Task description: For each line below with the word "door", write out a copy.

Data records:
Start of Block
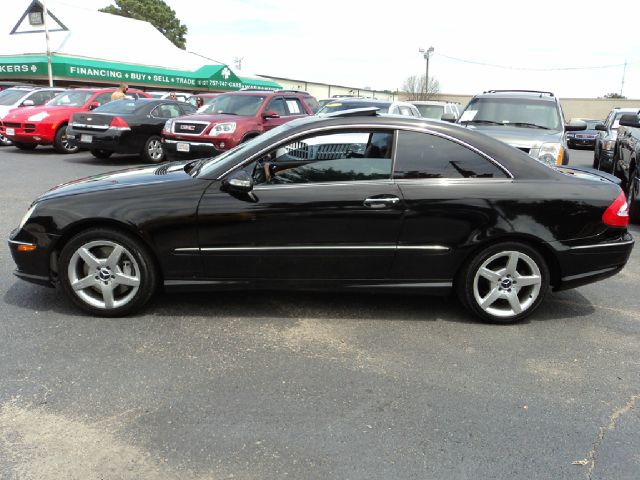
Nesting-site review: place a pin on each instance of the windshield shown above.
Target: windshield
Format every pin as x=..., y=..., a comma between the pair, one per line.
x=72, y=98
x=233, y=156
x=11, y=96
x=339, y=106
x=121, y=106
x=245, y=105
x=519, y=112
x=431, y=111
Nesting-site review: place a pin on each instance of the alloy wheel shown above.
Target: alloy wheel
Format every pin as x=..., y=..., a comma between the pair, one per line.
x=154, y=150
x=104, y=274
x=507, y=283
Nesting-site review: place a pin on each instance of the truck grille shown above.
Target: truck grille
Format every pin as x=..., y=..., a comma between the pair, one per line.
x=189, y=128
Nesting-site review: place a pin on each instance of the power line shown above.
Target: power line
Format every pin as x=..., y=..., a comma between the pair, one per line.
x=530, y=69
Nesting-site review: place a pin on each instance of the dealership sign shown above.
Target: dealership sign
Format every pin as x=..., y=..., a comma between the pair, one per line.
x=215, y=77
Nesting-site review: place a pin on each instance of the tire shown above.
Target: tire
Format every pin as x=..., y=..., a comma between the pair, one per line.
x=102, y=154
x=25, y=146
x=497, y=290
x=60, y=142
x=105, y=286
x=4, y=141
x=633, y=198
x=153, y=151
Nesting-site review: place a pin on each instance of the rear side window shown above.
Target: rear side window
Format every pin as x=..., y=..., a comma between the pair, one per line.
x=421, y=155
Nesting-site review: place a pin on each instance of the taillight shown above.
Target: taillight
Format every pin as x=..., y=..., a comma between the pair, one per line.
x=119, y=124
x=617, y=214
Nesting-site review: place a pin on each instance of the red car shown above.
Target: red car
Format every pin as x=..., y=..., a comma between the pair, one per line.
x=233, y=118
x=46, y=125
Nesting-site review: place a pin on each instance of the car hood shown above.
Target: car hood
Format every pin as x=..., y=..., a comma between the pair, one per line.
x=23, y=114
x=520, y=137
x=167, y=172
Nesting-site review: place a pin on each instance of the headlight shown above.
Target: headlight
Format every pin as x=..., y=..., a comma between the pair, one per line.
x=38, y=117
x=26, y=216
x=228, y=127
x=551, y=153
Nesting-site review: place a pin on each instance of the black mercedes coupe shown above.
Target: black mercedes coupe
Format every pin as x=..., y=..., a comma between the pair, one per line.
x=354, y=200
x=131, y=126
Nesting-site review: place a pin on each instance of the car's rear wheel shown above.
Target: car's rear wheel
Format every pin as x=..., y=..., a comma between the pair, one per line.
x=102, y=154
x=61, y=141
x=632, y=197
x=153, y=151
x=25, y=146
x=107, y=273
x=504, y=283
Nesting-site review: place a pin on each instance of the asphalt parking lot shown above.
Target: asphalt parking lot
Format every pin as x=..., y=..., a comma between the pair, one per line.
x=310, y=386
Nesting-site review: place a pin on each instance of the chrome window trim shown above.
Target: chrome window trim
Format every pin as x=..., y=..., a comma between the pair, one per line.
x=381, y=126
x=612, y=244
x=311, y=247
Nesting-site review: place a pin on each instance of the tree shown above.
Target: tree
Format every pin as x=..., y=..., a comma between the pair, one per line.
x=614, y=95
x=414, y=87
x=156, y=12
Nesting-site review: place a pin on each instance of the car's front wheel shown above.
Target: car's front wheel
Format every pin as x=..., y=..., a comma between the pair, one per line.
x=107, y=273
x=632, y=197
x=504, y=283
x=153, y=151
x=61, y=141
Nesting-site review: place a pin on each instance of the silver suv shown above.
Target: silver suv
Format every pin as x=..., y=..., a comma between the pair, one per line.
x=529, y=120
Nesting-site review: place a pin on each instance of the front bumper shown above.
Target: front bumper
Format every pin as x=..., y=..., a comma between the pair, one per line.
x=116, y=141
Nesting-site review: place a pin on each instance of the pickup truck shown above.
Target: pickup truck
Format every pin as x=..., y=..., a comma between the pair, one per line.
x=626, y=161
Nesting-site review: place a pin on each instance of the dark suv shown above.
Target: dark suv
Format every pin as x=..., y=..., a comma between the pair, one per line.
x=529, y=120
x=233, y=118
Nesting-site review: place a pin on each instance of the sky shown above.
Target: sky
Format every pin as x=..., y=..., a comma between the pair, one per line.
x=572, y=48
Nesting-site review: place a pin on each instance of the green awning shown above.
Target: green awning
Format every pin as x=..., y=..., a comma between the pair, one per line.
x=208, y=77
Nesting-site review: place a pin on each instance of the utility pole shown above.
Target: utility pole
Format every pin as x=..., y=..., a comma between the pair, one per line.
x=46, y=35
x=427, y=53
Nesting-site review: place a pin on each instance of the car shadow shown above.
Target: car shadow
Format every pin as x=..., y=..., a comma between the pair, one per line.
x=294, y=305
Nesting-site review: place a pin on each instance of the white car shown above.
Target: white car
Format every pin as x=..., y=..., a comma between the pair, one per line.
x=20, y=97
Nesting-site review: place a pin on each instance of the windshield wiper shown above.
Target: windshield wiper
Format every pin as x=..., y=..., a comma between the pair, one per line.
x=530, y=125
x=485, y=122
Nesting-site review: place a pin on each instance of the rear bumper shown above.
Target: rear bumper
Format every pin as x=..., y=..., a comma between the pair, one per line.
x=195, y=149
x=588, y=263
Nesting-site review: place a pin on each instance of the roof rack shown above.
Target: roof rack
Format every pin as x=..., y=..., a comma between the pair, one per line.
x=522, y=91
x=354, y=112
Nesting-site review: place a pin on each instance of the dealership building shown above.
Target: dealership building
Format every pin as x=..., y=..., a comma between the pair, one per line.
x=89, y=47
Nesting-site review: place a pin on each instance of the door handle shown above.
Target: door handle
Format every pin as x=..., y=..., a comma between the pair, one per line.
x=381, y=202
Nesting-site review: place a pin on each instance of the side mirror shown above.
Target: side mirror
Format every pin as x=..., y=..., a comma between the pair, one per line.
x=238, y=182
x=449, y=117
x=629, y=121
x=575, y=126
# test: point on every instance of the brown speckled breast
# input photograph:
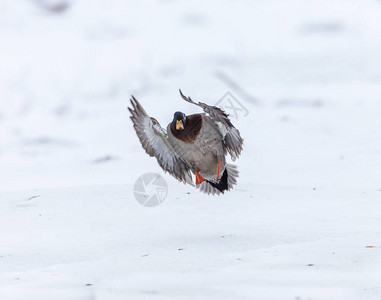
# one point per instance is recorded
(191, 129)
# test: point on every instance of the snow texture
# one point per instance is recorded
(303, 223)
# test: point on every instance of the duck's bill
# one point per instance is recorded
(179, 125)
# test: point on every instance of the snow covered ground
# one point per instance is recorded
(304, 221)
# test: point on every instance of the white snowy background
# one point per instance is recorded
(304, 221)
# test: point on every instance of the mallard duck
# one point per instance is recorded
(195, 144)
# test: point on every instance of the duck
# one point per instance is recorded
(195, 144)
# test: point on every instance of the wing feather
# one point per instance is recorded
(232, 138)
(155, 142)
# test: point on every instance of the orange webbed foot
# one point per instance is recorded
(219, 170)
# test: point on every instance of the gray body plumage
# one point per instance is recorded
(201, 154)
(205, 152)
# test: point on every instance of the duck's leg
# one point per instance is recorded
(219, 169)
(199, 178)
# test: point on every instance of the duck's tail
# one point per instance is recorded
(228, 179)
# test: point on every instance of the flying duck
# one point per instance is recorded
(195, 144)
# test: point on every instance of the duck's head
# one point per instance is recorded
(179, 120)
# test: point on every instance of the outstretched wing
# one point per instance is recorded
(232, 139)
(154, 140)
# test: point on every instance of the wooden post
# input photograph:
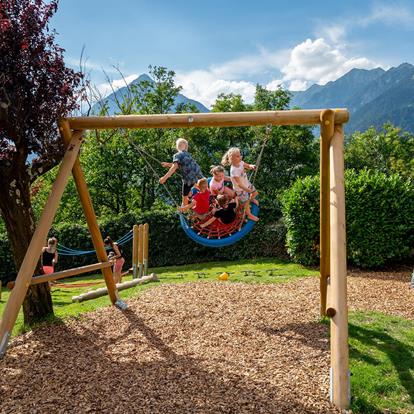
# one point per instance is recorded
(89, 212)
(340, 387)
(120, 286)
(135, 252)
(140, 250)
(31, 258)
(327, 130)
(145, 242)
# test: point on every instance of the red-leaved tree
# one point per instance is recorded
(36, 89)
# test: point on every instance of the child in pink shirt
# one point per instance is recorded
(217, 182)
(200, 202)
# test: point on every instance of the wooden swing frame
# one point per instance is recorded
(333, 287)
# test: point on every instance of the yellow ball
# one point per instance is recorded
(224, 276)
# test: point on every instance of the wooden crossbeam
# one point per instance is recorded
(211, 119)
(65, 273)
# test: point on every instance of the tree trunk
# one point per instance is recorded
(16, 210)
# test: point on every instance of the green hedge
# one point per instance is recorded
(379, 218)
(168, 244)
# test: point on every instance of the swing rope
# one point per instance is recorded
(223, 231)
(142, 153)
(253, 176)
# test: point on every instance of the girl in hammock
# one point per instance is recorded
(245, 191)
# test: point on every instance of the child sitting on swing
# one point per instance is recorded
(189, 168)
(245, 191)
(226, 211)
(217, 183)
(200, 202)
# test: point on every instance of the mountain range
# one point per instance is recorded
(373, 97)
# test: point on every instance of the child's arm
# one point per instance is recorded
(249, 166)
(208, 222)
(171, 171)
(240, 184)
(117, 252)
(187, 207)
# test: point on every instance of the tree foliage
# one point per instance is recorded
(36, 89)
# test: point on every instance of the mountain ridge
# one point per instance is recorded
(373, 97)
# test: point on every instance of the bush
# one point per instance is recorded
(379, 218)
(168, 245)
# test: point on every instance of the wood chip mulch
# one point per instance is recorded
(191, 348)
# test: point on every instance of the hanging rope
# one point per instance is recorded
(143, 156)
(217, 230)
(252, 177)
(259, 158)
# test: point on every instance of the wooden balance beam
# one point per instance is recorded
(65, 273)
(120, 286)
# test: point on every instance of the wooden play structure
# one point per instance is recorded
(139, 266)
(333, 285)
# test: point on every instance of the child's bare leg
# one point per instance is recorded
(229, 192)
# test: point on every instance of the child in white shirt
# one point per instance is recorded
(245, 191)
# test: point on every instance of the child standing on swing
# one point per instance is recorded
(189, 169)
(245, 191)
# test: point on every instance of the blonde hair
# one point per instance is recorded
(222, 200)
(226, 160)
(216, 169)
(181, 144)
(202, 182)
(52, 241)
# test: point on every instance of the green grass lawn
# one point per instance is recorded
(381, 346)
(382, 363)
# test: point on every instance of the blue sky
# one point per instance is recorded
(229, 46)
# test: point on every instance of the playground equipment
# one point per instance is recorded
(332, 219)
(139, 264)
(97, 293)
(140, 250)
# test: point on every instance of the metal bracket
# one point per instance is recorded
(120, 304)
(3, 344)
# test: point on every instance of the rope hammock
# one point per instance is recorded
(67, 251)
(217, 234)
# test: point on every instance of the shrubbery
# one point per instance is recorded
(168, 244)
(379, 218)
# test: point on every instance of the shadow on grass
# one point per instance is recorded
(400, 354)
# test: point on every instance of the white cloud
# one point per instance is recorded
(391, 15)
(250, 65)
(274, 84)
(204, 86)
(316, 61)
(107, 88)
(333, 33)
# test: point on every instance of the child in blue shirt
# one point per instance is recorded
(188, 167)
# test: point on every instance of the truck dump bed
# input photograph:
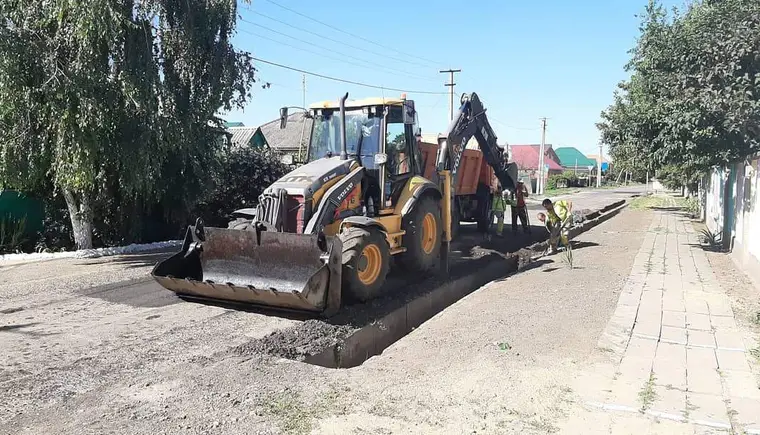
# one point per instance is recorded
(473, 168)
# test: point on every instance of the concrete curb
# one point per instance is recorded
(374, 338)
(92, 253)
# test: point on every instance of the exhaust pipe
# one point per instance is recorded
(343, 146)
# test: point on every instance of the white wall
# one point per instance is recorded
(743, 236)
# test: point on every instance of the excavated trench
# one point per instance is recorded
(361, 331)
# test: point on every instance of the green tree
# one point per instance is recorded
(103, 92)
(692, 101)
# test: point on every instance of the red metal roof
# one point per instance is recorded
(526, 157)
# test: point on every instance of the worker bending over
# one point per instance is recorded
(498, 206)
(519, 209)
(558, 218)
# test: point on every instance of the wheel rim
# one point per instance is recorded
(429, 233)
(370, 264)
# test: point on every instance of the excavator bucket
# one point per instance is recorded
(286, 271)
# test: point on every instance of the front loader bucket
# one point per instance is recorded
(278, 270)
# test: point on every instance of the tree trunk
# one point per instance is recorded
(80, 211)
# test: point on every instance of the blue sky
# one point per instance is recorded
(526, 60)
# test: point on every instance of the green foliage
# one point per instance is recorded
(12, 234)
(565, 179)
(102, 93)
(709, 238)
(567, 255)
(245, 173)
(692, 98)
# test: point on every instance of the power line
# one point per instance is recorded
(350, 34)
(344, 80)
(377, 65)
(338, 41)
(337, 59)
(451, 85)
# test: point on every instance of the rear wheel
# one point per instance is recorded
(366, 261)
(455, 218)
(423, 236)
(240, 224)
(484, 217)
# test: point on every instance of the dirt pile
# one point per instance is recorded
(296, 343)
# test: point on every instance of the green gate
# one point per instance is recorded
(15, 206)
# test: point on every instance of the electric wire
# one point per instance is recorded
(350, 34)
(373, 64)
(352, 82)
(338, 41)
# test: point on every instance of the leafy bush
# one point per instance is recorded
(246, 173)
(12, 236)
(565, 179)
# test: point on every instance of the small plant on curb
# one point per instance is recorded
(567, 256)
(647, 395)
(709, 238)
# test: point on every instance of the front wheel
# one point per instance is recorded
(484, 215)
(423, 236)
(366, 261)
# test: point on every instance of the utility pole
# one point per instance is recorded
(303, 89)
(542, 150)
(451, 85)
(599, 169)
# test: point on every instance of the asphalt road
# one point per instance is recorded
(70, 328)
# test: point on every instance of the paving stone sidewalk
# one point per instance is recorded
(679, 362)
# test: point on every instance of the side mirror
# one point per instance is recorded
(381, 159)
(283, 117)
(287, 159)
(409, 112)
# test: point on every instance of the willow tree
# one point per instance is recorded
(123, 91)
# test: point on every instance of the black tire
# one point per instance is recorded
(240, 224)
(484, 216)
(360, 244)
(416, 258)
(455, 219)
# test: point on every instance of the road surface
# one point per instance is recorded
(95, 346)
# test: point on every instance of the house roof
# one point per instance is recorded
(570, 157)
(595, 158)
(241, 136)
(297, 130)
(527, 157)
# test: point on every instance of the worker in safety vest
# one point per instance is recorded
(498, 206)
(558, 218)
(519, 209)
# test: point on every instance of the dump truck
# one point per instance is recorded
(363, 199)
(473, 187)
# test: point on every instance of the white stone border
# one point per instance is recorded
(91, 253)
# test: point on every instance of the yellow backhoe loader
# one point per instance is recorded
(331, 228)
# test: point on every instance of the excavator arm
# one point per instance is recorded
(471, 121)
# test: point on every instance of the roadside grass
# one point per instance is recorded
End of Block
Task output:
Nesting-site review: place a pin on each instance of the door handle shown above.
Target: door handle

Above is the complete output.